---------- EXCERPT
Comments from the author about writing: I am the author of three novels, The De-conversion of Kit Lamb, Ten Small Beds, and Better Days, also a book of fairy tales for adults, Wildwood: Fairy Tales and Fables Re-imagined. All four books are available on Amazon in paperback and as a download to Kindle. They are also available at the Iowa City, Coralville, and North Liberty libraries. The De-conversion of Kit Lamb is available at the University of Iowa Main Library and the Grinnell College Burling Library.
The De-Conversion of Kit Lamb is a coming-of-age and suspense story about a young Bible-believing convert who sheds his fundamentalism when faced with the consequences of a theocratic government. It is based on historical events in Guatemala during the 18-month genocidal regime of Pentecostal dictator, General Efraín Ríos Montt.
--------------------
Set down the author's comments on writing above word for word, without changing anything.
---------- EXTRACTED RECORDS
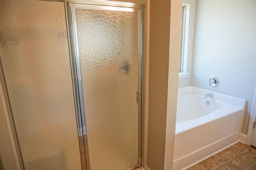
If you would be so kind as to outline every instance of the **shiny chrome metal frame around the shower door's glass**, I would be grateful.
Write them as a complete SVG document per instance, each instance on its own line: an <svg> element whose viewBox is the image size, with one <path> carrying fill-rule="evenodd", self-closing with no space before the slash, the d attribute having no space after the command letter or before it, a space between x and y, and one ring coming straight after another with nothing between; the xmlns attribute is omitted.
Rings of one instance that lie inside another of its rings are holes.
<svg viewBox="0 0 256 170"><path fill-rule="evenodd" d="M138 14L138 164L126 170L133 170L142 166L142 8L146 4L117 1L65 2L66 22L68 29L68 43L70 48L70 63L73 77L74 99L76 105L76 119L80 145L80 155L83 170L90 170L88 140L86 132L86 118L82 89L82 76L80 67L78 30L76 25L76 9L108 10L120 12L136 12Z"/></svg>

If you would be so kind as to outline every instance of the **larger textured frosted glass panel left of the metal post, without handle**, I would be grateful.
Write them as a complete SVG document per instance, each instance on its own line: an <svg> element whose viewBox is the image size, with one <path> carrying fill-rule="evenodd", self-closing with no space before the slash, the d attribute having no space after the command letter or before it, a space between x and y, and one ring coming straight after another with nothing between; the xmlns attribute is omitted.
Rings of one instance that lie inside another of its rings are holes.
<svg viewBox="0 0 256 170"><path fill-rule="evenodd" d="M79 170L63 2L0 1L0 57L26 170Z"/></svg>

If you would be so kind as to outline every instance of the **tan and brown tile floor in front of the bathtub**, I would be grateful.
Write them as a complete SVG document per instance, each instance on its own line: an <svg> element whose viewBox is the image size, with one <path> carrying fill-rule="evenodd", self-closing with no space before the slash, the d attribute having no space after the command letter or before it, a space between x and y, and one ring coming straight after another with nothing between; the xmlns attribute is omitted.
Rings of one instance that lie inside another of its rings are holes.
<svg viewBox="0 0 256 170"><path fill-rule="evenodd" d="M238 142L188 170L256 170L256 148Z"/></svg>

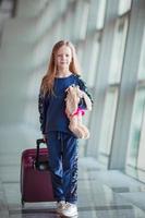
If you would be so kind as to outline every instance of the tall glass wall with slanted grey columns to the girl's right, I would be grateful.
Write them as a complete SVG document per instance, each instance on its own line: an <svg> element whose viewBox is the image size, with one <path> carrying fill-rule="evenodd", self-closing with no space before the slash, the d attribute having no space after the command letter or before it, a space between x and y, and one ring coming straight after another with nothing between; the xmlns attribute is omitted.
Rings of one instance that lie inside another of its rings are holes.
<svg viewBox="0 0 145 218"><path fill-rule="evenodd" d="M143 1L89 1L82 64L95 102L86 155L113 169L145 170L144 12Z"/></svg>

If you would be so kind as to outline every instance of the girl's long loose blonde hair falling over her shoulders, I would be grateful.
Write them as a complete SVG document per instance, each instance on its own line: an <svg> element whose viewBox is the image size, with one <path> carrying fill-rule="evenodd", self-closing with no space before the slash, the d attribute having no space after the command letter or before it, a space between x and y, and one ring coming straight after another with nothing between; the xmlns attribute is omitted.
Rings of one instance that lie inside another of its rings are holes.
--------------------
▶ WRITTEN SOLUTION
Comments from the author about writing: I am the author of three novels, The De-conversion of Kit Lamb, Ten Small Beds, and Better Days, also a book of fairy tales for adults, Wildwood: Fairy Tales and Fables Re-imagined. All four books are available on Amazon in paperback and as a download to Kindle. They are also available at the Iowa City, Coralville, and North Liberty libraries. The De-conversion of Kit Lamb is available at the University of Iowa Main Library and the Grinnell College Burling Library.
The De-Conversion of Kit Lamb is a coming-of-age and suspense story about a young Bible-believing convert who sheds his fundamentalism when faced with the consequences of a theocratic government. It is based on historical events in Guatemala during the 18-month genocidal regime of Pentecostal dictator, General Efraín Ríos Montt.